WRITTEN REQUEST – Retype the lines of the records below verbatim, beginning at the line that contains "Target: bus windshield" and stopping after the line that contains "Target: boy's face".

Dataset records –
** begin **

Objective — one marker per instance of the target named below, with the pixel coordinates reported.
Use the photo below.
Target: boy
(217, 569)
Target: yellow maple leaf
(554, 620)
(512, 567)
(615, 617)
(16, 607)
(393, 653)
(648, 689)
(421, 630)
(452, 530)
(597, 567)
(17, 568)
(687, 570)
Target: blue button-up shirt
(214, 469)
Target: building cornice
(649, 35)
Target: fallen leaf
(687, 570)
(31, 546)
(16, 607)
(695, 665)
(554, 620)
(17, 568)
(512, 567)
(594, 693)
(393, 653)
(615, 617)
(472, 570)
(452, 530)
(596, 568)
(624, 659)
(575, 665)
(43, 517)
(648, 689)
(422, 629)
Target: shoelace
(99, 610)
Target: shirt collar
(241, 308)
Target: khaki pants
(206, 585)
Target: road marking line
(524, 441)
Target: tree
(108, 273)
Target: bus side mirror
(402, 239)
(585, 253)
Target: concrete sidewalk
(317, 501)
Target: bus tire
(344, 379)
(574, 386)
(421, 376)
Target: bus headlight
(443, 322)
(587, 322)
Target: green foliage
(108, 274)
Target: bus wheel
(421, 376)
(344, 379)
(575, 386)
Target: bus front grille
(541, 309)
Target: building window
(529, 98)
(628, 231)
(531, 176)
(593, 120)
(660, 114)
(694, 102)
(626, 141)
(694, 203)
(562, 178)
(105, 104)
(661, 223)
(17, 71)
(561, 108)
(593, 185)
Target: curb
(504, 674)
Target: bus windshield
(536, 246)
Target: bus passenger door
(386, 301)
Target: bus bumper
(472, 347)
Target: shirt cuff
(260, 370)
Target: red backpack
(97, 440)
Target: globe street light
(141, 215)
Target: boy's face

** end **
** begin **

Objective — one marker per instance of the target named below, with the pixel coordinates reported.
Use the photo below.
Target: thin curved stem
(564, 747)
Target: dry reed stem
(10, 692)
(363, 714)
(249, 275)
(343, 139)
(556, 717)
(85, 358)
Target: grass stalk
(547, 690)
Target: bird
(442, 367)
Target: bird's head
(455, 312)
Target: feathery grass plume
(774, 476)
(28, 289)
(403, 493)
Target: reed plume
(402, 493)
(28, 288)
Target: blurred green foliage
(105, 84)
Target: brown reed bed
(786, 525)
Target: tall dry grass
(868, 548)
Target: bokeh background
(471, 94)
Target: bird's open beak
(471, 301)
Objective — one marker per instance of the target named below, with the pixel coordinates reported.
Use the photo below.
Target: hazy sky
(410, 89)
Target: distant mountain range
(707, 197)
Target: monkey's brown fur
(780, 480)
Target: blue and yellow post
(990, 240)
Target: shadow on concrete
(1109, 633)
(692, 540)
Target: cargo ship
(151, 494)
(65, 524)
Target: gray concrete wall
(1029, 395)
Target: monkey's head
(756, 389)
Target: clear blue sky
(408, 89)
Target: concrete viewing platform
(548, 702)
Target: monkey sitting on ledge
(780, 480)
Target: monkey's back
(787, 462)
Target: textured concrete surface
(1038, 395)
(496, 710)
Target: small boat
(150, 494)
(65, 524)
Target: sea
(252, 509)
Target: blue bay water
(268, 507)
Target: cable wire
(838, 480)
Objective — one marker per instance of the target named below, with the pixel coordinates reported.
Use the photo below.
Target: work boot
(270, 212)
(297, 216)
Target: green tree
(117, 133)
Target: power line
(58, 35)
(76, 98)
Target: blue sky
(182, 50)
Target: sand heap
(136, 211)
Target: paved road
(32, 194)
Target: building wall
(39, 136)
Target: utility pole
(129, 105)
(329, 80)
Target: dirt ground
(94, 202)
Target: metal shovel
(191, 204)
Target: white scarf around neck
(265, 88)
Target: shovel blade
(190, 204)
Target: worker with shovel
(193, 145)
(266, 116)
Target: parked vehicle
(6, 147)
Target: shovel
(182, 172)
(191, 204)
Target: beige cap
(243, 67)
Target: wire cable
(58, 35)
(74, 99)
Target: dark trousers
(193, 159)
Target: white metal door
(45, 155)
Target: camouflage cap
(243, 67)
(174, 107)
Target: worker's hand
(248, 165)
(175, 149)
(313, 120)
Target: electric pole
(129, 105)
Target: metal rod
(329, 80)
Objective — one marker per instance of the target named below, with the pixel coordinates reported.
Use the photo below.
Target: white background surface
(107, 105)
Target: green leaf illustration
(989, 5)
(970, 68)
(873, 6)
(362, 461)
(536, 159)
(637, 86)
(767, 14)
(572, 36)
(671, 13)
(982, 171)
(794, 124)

** end **
** begin **

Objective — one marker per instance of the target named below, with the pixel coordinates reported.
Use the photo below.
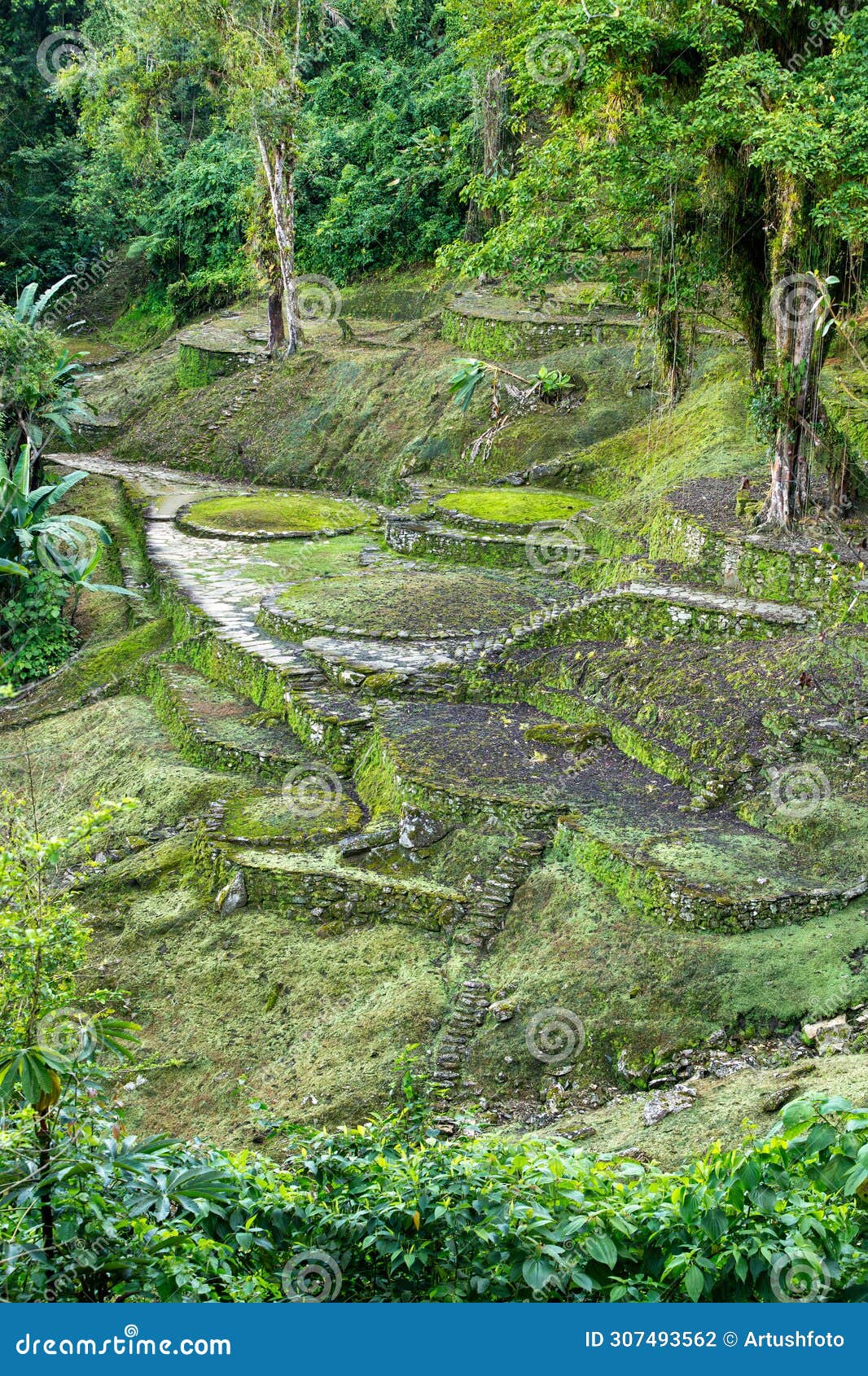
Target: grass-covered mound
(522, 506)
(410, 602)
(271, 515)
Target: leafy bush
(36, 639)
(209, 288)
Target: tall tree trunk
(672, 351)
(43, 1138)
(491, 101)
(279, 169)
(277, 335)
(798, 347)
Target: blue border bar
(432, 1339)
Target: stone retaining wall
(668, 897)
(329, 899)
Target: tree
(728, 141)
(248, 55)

** end **

WRITTEN ANSWER –
Target: bus windshield
(536, 246)
Target: bus passenger door
(386, 301)
Target: bus bumper
(472, 347)
Target: shirt cuff
(260, 370)
Target: red backpack
(97, 440)
Target: globe street light
(141, 215)
Target: boy's face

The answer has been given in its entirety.